■ REQUIRED ACTION 1: Reproduce the part of the post on preparing DNA sequences that runs from "You can use it" up to and including "user friendly softwares).".
■ REQUIRED ACTION 2: List every software tool or program that the post on preparing DNA sequences names.

I can give you a brief introduction: This is normal sequence
ATGGGGGTCTCAAACGGACATCGCAACGGAAACGGAATCGTAGCCAACGGGCTTTGCTTGAAGAAGGAGT TGTCGGGAACTGTGCAGGATCCGTTGGGGTGGTTGAAGGCGGCGGAAGGGATGAAAGGGAGTCATCTGGA GGAAGTTAAGAAGATGGTGGAGGAGTTTAGGAATCCGGTGGTGAAGCTCGCCGGAAAGACTCTTAGCATT
You always or mostly need to convert this normal sequence into fasta format for bioinformatic applications: the following is the fasta format. (please read about fasta format sequence, may be here I couldn't convert to fasta format)
>anyname ATGGGGGTCTCAAACGGACATCGCAACGGAAACGGAATCGTAGCCAACGGGCTTTGCTTGAAGAAGGAGT TGTCGGGAACTGTGCAGGATCCGTTGGGGTGGTTGAAGGCGGCGGAAGGGATGAAAGGGAGTCATCTGGA GGAAGTTAAGAAGATGGTGGAGGAGTTTAGGAATCCGGTGGTGAAGCTCGCCGGAAAGACTCTTAGCATT
Then, you need to observe whether your sequence coming from Eukayotes or Prokaryotes.
If the sequence from prokaryotes (mostly bacteria), (please read Whittaker's five kingdom concept also), you can use the sequence directly without cutting the introns from the whole gene (ATG to UGA or other stop codons) and you could use it for the putative conversion of protein using expasy tool.
If the sequence from Eukaryotes (plants, animals , fungus, algae , amoeba etc other than bacteria or virus), you can use the sequence after cutting the introns/UTR or non coding regions (as the living eukaryotic cell do splicing or alternative splicing) from the whole gene and (ATG to UGA or other stop codons) you could use it for the putative conversion of protein using expasy tool.
You can use it two or many fasta sequences of whole gene (genomic) or mRNA (spliced product) or protein to align them using clustal omega or clustal X (If you want to convert to fasta or ALN or Phylip formats) for further usage in DNAsP, Arlequin, MEGA (you need to read manuals of these softwares and these are user friendly softwares).

(Stored data entries)
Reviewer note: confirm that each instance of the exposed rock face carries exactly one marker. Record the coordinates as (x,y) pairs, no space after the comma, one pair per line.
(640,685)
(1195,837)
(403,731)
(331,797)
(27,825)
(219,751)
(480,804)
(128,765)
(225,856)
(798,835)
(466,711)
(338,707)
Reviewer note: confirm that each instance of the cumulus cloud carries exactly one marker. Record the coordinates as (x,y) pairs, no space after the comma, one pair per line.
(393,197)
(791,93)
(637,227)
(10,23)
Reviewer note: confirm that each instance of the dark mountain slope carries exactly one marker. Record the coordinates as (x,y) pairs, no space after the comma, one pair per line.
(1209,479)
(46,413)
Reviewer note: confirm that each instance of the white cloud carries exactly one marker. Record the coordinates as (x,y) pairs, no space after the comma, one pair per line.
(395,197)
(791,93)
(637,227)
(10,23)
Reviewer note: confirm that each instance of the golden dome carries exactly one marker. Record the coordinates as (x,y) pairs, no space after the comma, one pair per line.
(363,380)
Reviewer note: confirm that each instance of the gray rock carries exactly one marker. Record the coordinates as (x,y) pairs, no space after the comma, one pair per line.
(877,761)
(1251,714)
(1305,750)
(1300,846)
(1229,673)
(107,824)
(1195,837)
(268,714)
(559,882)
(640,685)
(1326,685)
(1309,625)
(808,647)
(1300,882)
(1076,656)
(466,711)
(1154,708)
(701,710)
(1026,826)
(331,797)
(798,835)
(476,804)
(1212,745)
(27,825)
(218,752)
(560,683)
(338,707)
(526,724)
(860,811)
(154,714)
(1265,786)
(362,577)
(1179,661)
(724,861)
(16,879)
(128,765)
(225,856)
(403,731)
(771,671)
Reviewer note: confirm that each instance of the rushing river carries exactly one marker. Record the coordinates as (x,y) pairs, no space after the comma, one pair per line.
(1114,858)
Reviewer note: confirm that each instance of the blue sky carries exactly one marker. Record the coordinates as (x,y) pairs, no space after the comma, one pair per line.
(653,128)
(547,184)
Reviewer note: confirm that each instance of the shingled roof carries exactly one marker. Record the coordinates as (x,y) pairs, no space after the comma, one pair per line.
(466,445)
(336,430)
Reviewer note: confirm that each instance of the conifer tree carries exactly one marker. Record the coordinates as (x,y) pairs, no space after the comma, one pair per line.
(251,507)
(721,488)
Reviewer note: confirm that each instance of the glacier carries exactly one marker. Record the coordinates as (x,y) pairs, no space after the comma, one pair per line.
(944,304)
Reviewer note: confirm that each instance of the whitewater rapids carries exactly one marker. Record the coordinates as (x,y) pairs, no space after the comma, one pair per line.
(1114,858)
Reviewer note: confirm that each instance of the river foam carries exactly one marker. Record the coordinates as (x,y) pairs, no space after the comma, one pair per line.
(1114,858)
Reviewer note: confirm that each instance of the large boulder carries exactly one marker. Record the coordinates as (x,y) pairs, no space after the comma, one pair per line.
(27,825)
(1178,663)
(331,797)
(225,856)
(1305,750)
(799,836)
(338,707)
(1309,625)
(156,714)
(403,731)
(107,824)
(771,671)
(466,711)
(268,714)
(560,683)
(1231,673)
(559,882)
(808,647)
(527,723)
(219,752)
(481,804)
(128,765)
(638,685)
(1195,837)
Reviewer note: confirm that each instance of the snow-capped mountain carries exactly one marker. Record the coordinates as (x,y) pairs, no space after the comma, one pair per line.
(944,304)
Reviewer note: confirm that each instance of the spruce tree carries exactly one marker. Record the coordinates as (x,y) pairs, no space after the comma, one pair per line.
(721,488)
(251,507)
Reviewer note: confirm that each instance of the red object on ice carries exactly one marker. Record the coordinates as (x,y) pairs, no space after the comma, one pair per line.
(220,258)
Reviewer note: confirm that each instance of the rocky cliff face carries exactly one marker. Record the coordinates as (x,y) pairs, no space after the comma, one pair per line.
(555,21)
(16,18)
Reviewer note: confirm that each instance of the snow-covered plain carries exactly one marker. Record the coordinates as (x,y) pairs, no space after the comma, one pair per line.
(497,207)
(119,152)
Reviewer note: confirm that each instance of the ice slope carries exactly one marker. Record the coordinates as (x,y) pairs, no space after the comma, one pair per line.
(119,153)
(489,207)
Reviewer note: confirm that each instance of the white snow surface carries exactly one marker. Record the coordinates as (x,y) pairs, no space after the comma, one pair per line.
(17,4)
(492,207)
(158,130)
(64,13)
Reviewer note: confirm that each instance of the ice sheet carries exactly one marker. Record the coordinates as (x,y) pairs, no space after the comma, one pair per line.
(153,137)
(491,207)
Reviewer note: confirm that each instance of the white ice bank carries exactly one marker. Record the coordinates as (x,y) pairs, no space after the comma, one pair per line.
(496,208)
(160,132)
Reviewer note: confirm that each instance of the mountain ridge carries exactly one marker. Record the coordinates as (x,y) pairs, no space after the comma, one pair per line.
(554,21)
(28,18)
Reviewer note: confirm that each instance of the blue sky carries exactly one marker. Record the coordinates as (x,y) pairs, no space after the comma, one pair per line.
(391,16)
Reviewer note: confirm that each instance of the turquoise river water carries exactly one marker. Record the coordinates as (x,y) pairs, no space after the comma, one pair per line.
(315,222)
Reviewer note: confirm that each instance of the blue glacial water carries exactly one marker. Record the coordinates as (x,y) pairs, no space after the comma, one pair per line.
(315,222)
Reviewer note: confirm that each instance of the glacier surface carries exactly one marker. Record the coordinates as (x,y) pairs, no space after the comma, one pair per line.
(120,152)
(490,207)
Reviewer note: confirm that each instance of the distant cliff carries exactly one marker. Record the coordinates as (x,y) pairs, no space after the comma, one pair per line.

■ TASK RESPONSE 1:
You can use it two or many fasta sequences of whole gene (genomic) or mRNA (spliced product) or protein to align them using clustal omega or clustal X (If you want to convert to fasta or ALN or Phylip formats) for further usage in DNAsP, Arlequin, MEGA (you need to read manuals of these softwares and these are user friendly softwares).

■ TASK RESPONSE 2: expasy, clustal omega, clustal X, DNAsP, Arlequin, MEGA